** What you need to do **
Every line below that carries the word "light" needs to be copied.

[Phrase grounding data]

----------------

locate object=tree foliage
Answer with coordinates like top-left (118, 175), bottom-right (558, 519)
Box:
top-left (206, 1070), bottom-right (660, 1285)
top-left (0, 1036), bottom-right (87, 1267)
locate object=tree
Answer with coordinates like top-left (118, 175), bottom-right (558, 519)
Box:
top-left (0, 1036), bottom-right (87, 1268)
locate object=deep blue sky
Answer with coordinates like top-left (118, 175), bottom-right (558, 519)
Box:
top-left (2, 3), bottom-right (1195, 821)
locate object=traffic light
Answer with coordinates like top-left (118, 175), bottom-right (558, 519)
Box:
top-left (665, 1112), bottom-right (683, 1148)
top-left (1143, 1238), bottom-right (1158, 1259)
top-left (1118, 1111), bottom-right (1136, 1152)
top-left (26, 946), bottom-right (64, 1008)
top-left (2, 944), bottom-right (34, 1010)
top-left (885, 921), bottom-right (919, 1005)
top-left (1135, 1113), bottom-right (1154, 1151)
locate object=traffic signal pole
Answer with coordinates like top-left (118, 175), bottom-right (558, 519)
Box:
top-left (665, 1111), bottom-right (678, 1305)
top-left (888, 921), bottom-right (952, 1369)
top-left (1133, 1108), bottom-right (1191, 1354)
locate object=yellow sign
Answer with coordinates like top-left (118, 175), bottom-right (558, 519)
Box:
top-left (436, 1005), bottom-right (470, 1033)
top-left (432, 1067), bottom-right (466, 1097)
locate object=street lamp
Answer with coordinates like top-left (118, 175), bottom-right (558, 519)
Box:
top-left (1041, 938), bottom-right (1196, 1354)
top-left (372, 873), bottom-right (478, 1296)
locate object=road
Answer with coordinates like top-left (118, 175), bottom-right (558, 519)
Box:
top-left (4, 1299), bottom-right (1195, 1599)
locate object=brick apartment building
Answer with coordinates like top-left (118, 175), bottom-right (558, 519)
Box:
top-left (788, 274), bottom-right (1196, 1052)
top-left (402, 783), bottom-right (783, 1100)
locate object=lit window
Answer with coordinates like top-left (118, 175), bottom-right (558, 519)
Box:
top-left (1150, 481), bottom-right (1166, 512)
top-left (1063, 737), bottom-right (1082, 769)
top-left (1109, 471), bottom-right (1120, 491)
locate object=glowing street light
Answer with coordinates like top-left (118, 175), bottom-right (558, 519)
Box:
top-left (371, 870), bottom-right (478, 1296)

----------------

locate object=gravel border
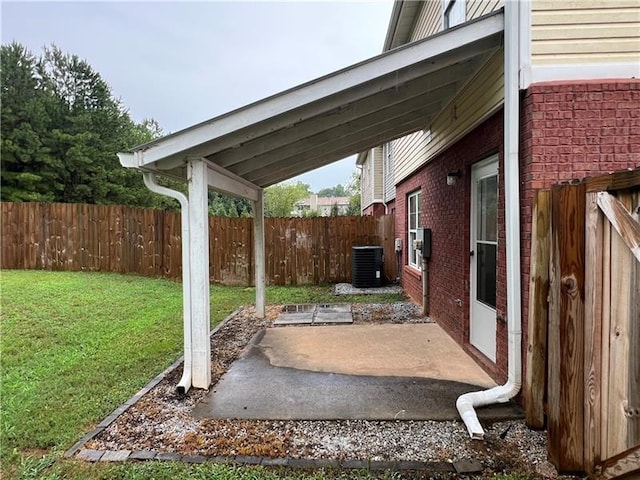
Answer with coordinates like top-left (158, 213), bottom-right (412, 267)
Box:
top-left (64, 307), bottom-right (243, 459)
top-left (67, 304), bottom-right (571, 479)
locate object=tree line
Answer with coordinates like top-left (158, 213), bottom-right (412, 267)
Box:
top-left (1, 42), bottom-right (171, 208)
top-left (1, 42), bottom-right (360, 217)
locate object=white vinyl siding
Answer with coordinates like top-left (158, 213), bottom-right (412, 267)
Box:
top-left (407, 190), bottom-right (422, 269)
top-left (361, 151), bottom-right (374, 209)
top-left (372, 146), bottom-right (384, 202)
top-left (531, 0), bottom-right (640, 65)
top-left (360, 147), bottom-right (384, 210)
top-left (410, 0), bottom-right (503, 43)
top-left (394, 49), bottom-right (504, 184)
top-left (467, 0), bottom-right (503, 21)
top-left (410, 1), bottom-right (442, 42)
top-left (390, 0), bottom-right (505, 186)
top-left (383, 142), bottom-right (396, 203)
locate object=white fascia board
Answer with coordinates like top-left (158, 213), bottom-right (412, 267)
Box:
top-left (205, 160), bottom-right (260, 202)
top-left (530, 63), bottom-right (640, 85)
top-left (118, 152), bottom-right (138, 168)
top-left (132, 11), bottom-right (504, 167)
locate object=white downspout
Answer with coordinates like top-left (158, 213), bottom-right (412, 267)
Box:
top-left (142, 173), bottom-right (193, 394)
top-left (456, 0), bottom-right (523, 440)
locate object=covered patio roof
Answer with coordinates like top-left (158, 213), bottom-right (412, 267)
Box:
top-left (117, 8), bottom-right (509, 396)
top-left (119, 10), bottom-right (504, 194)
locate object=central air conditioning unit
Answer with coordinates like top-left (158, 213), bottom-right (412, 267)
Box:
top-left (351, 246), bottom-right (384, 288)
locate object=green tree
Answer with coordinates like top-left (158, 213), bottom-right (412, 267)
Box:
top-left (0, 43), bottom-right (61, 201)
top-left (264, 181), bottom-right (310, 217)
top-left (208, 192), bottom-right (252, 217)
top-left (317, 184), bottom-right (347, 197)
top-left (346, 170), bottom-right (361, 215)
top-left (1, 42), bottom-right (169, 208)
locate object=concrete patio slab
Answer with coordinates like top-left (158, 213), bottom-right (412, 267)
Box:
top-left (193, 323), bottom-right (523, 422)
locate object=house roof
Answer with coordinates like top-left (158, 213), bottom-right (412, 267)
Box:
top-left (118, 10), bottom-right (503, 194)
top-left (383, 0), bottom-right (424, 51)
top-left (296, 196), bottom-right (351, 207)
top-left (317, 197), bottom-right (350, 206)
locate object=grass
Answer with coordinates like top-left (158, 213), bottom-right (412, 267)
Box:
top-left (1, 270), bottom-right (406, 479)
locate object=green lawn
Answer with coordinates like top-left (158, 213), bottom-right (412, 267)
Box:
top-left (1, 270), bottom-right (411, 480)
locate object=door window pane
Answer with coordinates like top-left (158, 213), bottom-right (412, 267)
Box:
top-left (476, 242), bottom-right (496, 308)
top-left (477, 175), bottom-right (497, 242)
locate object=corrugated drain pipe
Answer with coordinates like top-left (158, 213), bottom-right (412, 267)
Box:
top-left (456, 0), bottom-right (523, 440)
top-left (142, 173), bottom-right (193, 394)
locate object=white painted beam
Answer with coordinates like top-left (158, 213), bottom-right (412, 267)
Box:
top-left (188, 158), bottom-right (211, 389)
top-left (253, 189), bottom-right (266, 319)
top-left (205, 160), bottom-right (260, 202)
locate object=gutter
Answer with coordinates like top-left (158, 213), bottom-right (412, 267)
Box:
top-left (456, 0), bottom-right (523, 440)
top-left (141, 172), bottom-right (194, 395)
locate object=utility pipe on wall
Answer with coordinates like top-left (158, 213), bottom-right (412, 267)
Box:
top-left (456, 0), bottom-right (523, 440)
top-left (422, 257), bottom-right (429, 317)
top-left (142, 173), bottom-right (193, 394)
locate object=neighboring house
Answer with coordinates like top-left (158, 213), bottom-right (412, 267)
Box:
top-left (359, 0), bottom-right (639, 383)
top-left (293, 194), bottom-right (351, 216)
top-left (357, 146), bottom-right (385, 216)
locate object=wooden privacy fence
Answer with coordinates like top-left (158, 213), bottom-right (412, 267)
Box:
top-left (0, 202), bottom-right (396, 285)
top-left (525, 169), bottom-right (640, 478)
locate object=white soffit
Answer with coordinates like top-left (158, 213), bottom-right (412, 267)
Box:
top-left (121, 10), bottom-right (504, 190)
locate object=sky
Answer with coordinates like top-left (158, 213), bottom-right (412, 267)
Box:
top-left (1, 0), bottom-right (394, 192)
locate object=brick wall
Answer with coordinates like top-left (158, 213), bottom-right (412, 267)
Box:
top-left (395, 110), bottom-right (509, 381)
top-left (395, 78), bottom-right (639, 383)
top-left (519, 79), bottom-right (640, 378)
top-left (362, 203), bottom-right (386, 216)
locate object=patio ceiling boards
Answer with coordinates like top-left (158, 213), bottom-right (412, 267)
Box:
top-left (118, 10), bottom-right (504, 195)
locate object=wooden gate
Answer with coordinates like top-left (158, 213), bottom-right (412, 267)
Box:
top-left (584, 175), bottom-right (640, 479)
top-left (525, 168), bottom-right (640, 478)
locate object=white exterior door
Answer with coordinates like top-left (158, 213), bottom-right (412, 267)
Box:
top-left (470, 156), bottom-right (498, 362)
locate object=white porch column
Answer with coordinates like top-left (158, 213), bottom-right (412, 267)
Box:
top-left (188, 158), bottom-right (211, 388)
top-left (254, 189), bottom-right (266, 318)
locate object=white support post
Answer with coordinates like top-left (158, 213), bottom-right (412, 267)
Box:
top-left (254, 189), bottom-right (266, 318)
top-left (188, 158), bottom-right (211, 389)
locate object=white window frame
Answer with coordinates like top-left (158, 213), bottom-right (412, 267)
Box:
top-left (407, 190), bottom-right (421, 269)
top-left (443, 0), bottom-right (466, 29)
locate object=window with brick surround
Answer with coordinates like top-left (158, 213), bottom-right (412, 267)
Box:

----------------

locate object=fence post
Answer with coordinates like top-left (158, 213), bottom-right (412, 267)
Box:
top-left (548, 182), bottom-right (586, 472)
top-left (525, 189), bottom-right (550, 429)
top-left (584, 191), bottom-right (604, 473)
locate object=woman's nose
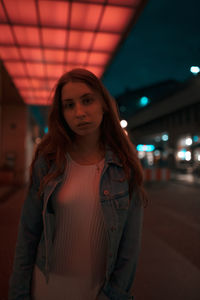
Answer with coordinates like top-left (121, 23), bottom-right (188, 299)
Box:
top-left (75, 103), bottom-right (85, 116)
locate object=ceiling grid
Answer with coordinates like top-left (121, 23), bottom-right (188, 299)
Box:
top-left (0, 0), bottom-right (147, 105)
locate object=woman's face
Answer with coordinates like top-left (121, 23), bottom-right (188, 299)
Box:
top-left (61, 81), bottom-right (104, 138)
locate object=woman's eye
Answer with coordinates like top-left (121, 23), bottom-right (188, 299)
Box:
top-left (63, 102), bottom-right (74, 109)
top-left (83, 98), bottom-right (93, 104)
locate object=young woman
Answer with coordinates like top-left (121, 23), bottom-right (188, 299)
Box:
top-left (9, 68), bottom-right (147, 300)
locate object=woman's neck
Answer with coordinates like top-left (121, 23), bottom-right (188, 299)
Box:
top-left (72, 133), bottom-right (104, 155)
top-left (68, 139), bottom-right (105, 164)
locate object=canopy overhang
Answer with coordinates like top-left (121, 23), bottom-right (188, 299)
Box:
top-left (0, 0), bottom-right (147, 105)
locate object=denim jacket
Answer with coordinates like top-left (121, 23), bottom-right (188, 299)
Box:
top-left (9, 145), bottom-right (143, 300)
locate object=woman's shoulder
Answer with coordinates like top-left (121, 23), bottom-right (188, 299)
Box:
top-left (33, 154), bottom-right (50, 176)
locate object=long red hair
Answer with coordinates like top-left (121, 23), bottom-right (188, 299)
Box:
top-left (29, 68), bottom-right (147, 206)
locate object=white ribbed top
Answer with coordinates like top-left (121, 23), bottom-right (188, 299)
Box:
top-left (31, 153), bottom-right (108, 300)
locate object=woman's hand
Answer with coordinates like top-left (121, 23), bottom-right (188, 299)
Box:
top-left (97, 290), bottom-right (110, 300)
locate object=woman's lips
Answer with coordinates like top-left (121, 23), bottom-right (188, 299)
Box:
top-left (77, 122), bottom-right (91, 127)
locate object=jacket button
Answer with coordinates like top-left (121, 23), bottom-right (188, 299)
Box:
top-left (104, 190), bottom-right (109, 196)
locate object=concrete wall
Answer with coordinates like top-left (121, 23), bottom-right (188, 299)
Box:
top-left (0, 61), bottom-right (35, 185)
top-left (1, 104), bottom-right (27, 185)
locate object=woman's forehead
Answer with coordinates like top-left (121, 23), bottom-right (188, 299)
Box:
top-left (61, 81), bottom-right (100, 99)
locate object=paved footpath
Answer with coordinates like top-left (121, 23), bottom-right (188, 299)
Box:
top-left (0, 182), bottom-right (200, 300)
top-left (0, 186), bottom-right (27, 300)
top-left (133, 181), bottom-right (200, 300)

----------------

** Result of the task **
locate object=traffic light
locate object=glowing street light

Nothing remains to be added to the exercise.